Goal:
Turn the data below into a Markdown table with the columns "Row" and "Line," giving each non-blank line its own numbered row. Leave the pictures out.

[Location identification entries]
☆ ☆ ☆ ☆ ☆
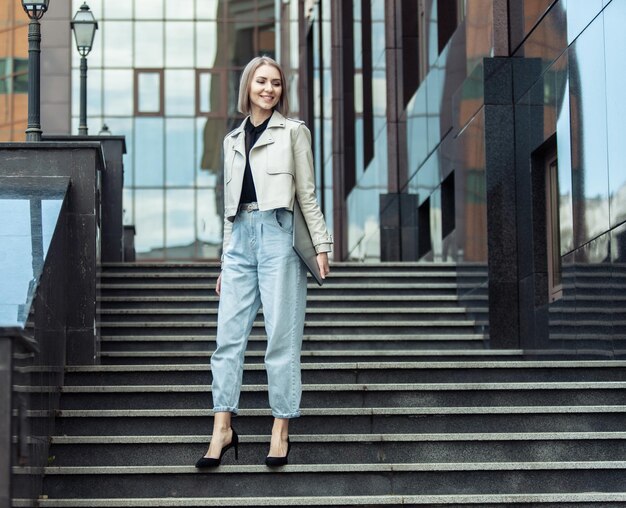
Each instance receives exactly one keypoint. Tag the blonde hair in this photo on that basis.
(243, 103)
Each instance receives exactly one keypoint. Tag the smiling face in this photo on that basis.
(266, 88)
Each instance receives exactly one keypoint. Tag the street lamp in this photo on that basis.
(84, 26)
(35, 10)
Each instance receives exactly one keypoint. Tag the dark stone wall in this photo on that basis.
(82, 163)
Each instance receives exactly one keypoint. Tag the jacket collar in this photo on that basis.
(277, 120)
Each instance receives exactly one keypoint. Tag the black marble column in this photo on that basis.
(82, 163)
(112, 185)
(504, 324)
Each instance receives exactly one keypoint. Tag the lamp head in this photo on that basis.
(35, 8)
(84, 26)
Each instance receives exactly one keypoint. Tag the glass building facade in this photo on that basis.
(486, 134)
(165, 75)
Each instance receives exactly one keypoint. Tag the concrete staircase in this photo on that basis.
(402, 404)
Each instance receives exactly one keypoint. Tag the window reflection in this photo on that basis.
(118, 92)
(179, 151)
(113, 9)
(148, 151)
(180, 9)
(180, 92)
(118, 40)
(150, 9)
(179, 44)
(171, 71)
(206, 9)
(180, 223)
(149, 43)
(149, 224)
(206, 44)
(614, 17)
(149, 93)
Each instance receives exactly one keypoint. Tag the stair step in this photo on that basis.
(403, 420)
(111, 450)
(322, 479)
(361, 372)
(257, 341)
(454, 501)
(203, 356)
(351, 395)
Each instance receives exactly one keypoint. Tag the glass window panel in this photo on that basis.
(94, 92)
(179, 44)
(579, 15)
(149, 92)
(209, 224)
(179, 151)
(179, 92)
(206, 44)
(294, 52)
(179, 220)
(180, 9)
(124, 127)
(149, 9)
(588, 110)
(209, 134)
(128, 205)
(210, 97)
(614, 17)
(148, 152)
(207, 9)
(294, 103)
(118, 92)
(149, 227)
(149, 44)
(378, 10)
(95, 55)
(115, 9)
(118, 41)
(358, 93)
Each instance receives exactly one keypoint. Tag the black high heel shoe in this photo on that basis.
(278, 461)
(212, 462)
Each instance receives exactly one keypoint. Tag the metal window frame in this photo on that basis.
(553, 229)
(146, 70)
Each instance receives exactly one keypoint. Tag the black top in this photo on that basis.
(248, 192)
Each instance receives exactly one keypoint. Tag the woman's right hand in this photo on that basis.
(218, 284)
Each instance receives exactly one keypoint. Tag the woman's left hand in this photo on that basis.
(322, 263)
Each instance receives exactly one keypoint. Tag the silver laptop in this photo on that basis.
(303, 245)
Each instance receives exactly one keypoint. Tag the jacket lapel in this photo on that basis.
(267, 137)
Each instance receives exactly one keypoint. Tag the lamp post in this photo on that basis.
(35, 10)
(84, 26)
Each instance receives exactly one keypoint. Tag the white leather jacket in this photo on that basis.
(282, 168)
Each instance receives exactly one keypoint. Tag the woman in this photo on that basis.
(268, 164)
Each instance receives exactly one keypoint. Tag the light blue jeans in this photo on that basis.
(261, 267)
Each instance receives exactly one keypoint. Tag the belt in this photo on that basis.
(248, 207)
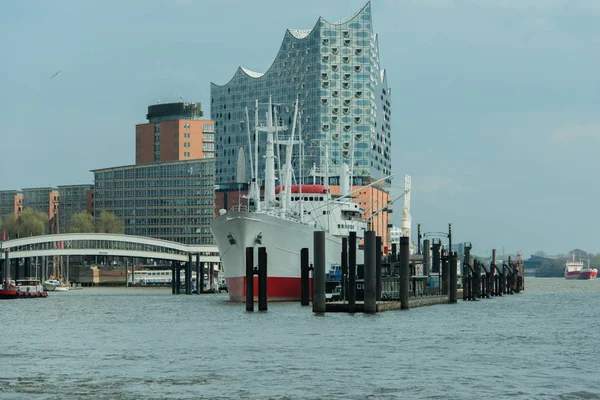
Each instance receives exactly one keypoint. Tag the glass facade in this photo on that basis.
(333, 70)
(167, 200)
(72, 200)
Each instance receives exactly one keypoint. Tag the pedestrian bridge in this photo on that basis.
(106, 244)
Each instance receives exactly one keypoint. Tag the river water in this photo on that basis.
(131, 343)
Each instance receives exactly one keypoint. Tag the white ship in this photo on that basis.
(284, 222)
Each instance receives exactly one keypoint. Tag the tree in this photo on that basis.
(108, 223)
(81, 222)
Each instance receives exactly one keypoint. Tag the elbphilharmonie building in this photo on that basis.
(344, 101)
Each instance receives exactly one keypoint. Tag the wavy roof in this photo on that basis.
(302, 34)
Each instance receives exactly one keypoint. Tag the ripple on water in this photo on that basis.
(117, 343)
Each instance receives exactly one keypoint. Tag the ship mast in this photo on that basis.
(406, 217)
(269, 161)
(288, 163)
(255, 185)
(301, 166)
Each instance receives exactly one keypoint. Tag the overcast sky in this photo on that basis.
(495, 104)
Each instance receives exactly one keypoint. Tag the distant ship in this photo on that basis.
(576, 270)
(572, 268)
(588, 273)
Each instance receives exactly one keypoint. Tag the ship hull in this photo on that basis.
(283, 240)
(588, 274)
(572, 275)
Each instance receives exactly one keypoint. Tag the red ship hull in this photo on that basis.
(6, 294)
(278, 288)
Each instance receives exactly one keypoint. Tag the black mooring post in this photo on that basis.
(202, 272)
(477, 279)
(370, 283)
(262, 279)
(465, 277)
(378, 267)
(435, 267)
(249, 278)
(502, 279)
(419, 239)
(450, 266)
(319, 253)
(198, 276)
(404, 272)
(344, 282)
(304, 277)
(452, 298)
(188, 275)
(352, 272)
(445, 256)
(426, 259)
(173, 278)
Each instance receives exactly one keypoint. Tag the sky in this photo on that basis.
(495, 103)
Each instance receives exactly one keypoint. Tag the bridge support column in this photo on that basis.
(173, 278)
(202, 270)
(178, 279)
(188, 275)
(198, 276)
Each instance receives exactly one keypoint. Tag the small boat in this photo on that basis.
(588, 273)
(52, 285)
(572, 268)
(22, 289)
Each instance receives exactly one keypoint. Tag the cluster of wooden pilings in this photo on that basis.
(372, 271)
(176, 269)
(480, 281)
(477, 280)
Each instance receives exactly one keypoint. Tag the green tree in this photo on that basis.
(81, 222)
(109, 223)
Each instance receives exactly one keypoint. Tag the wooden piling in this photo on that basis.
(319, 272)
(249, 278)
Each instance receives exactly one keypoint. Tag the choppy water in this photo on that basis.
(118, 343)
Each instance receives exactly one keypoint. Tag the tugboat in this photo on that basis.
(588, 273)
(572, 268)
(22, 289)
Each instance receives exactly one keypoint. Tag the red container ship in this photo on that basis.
☆ ☆ ☆ ☆ ☆
In response:
| Row | Line |
|---|---|
| 1 | Each instance receives exactly one keypoint. Tag the blonde hair in this photo on that basis. |
| 2 | (243, 103) |
| 3 | Each instance receives exactly one keypoint. Tag the smiling face in this photo on that basis. |
| 4 | (266, 88) |
| 5 | Each instance receives exactly one keypoint. Tag the street lamp in this photo on that basis. |
| 6 | (84, 26) |
| 7 | (35, 10) |
| 8 | Each instance receives exactly one keypoint. Tag the dark stone wall in this photo on that basis. |
| 9 | (82, 163) |
| 10 | Each instance receives exactly one keypoint. Tag the jacket collar in this photo on that basis. |
| 11 | (277, 120) |
| 12 | Each instance receives exactly one keypoint. Tag the black marble column in this photo on that basis. |
| 13 | (82, 163) |
| 14 | (112, 185) |
| 15 | (504, 324) |
| 16 | Each instance receives exactly one keypoint. Tag the lamp head in this photo on that basis. |
| 17 | (35, 8) |
| 18 | (84, 26) |
| 19 | Each instance receives exactly one keypoint. Tag the glass building facade in this photo on that basis. |
| 20 | (486, 134) |
| 21 | (165, 75) |
| 22 | Each instance receives exactly one keypoint. Tag the concrete staircase in this photo on that basis. |
| 23 | (402, 404) |
| 24 | Each instance receives exactly one keypoint. Tag the window reflection in this photo on that basis. |
| 25 | (118, 92) |
| 26 | (179, 151) |
| 27 | (113, 9) |
| 28 | (148, 151) |
| 29 | (180, 9) |
| 30 | (180, 92) |
| 31 | (118, 40) |
| 32 | (150, 9) |
| 33 | (179, 44) |
| 34 | (171, 71) |
| 35 | (206, 9) |
| 36 | (180, 223) |
| 37 | (149, 43) |
| 38 | (149, 224) |
| 39 | (206, 44) |
| 40 | (614, 17) |
| 41 | (149, 93) |
| 42 | Each instance receives exactly one keypoint. Tag the stair step in this photo on that basis. |
| 43 | (403, 420) |
| 44 | (111, 450) |
| 45 | (322, 479) |
| 46 | (361, 372) |
| 47 | (257, 341) |
| 48 | (454, 501) |
| 49 | (203, 356) |
| 50 | (351, 395) |
| 51 | Each instance receives exactly one keypoint. Tag the glass window panel in this photo on that basis. |
| 52 | (94, 92) |
| 53 | (179, 44) |
| 54 | (579, 15) |
| 55 | (149, 92) |
| 56 | (209, 224) |
| 57 | (179, 151) |
| 58 | (179, 92) |
| 59 | (206, 44) |
| 60 | (294, 52) |
| 61 | (179, 220) |
| 62 | (180, 9) |
| 63 | (124, 127) |
| 64 | (149, 9) |
| 65 | (588, 110) |
| 66 | (209, 134) |
| 67 | (128, 205) |
| 68 | (210, 97) |
| 69 | (614, 17) |
| 70 | (148, 152) |
| 71 | (207, 9) |
| 72 | (294, 103) |
| 73 | (118, 92) |
| 74 | (149, 227) |
| 75 | (149, 44) |
| 76 | (378, 10) |
| 77 | (95, 55) |
| 78 | (115, 9) |
| 79 | (118, 41) |
| 80 | (358, 93) |
| 81 | Each instance receives exactly one keypoint. Tag the black high heel shoe in this photo on that basis. |
| 82 | (278, 461) |
| 83 | (212, 462) |
| 84 | Each instance receives exactly one keypoint. Tag the metal window frame in this photo on that basis. |
| 85 | (553, 229) |
| 86 | (146, 70) |
| 87 | Each instance receives exactly one keypoint. Tag the black top in this photo on that basis. |
| 88 | (248, 192) |
| 89 | Each instance receives exactly one keypoint. Tag the woman's right hand in this photo on that basis. |
| 90 | (218, 284) |
| 91 | Each instance receives exactly one keypoint. Tag the woman's left hand in this photo on that basis. |
| 92 | (322, 263) |
| 93 | Each instance receives exactly one keypoint. Tag the silver laptop in this photo on that basis. |
| 94 | (303, 245) |
| 95 | Each instance receives exactly one keypoint. Tag the jacket lapel in this photo on that basis. |
| 96 | (267, 137) |
| 97 | Each instance receives exactly one keypoint. Tag the lamp post in this photo on that basis. |
| 98 | (35, 10) |
| 99 | (84, 26) |
| 100 | Each instance receives exactly one keypoint. Tag the white leather jacket in this photo on that basis. |
| 101 | (282, 168) |
| 102 | Each instance receives exactly one keypoint. Tag the woman in this photo on that basis. |
| 103 | (268, 164) |
| 104 | Each instance receives exactly one keypoint. Tag the light blue jeans in this photo on that basis. |
| 105 | (261, 267) |
| 106 | Each instance receives exactly one keypoint. Tag the belt in this photo on that basis. |
| 107 | (248, 207) |
| 108 | Each instance receives exactly one keypoint. Tag the glass facade in this photo on that basis. |
| 109 | (333, 70) |
| 110 | (167, 200) |
| 111 | (72, 200) |
| 112 | Each instance receives exactly one keypoint. Tag the pedestrian bridge in this photo on that basis. |
| 113 | (106, 244) |
| 114 | Each instance receives exactly one keypoint. Tag the river water in this photo on that basis. |
| 115 | (131, 343) |
| 116 | Each instance receives exactly one keypoint. Tag the white ship in this photo on that basis. |
| 117 | (284, 222) |
| 118 | Each instance receives exactly one keypoint. Tag the tree in this photo on that basis. |
| 119 | (108, 223) |
| 120 | (81, 222) |
| 121 | Each instance receives exactly one keypoint. Tag the elbphilharmonie building in this photo on that basis. |
| 122 | (344, 101) |
| 123 | Each instance receives exactly one keypoint. Tag the wavy roof in this photo on that basis. |
| 124 | (302, 34) |
| 125 | Each instance receives exactly one keypoint. Tag the ripple on water in this photo on that basis. |
| 126 | (117, 343) |
| 127 | Each instance receives exactly one keypoint. Tag the ship mast in this photo on that basis. |
| 128 | (406, 217) |
| 129 | (269, 161) |
| 130 | (288, 163) |
| 131 | (255, 185) |
| 132 | (301, 166) |
| 133 | Each instance receives exactly one keypoint. Tag the overcast sky in this photo on that basis. |
| 134 | (495, 104) |
| 135 | Each instance receives exactly one keypoint. Tag the distant ship in this photo on that basis. |
| 136 | (576, 270) |
| 137 | (572, 268) |
| 138 | (588, 273) |
| 139 | Each instance receives exactly one keypoint. Tag the ship hull in this photo on that basis. |
| 140 | (283, 240) |
| 141 | (588, 274) |
| 142 | (572, 275) |
| 143 | Each instance receives exactly one keypoint. Tag the red ship hull in this photo on that basis. |
| 144 | (6, 294) |
| 145 | (278, 288) |
| 146 | Each instance receives exactly one keypoint. Tag the black mooring post in this photo on that basis. |
| 147 | (202, 272) |
| 148 | (477, 279) |
| 149 | (370, 283) |
| 150 | (262, 279) |
| 151 | (465, 277) |
| 152 | (378, 267) |
| 153 | (435, 267) |
| 154 | (249, 278) |
| 155 | (502, 279) |
| 156 | (419, 239) |
| 157 | (450, 266) |
| 158 | (319, 253) |
| 159 | (198, 276) |
| 160 | (404, 272) |
| 161 | (344, 282) |
| 162 | (304, 277) |
| 163 | (452, 298) |
| 164 | (188, 275) |
| 165 | (352, 272) |
| 166 | (445, 256) |
| 167 | (426, 259) |
| 168 | (173, 278) |
| 169 | Each instance receives exactly one keypoint. Tag the sky in this photo on that basis. |
| 170 | (495, 103) |
| 171 | Each instance receives exactly one keypoint. Tag the bridge support column in this photo on that basis. |
| 172 | (173, 278) |
| 173 | (202, 270) |
| 174 | (178, 279) |
| 175 | (188, 275) |
| 176 | (198, 276) |
| 177 | Each instance receives exactly one keypoint. Tag the small boat in this photo on that basis. |
| 178 | (588, 273) |
| 179 | (52, 285) |
| 180 | (572, 268) |
| 181 | (22, 289) |
| 182 | Each instance receives exactly one keypoint. Tag the cluster of wooden pilings in this photo on that basis. |
| 183 | (372, 271) |
| 184 | (176, 269) |
| 185 | (480, 281) |
| 186 | (477, 280) |
| 187 | Each instance receives exactly one keypoint. Tag the green tree in this photo on that basis. |
| 188 | (81, 222) |
| 189 | (109, 223) |
| 190 | Each instance receives exactly one keypoint. Tag the wooden piling in this photo on that basis. |
| 191 | (319, 272) |
| 192 | (249, 278) |
| 193 | Each instance receives exactly one keypoint. Tag the choppy water in this photo on that basis. |
| 194 | (118, 343) |
| 195 | Each instance receives exactly one keypoint. Tag the tugboat in this photo on that basis. |
| 196 | (588, 273) |
| 197 | (572, 268) |
| 198 | (22, 289) |
| 199 | Each instance receives exactly one keypoint. Tag the red container ship in this photo on that basis. |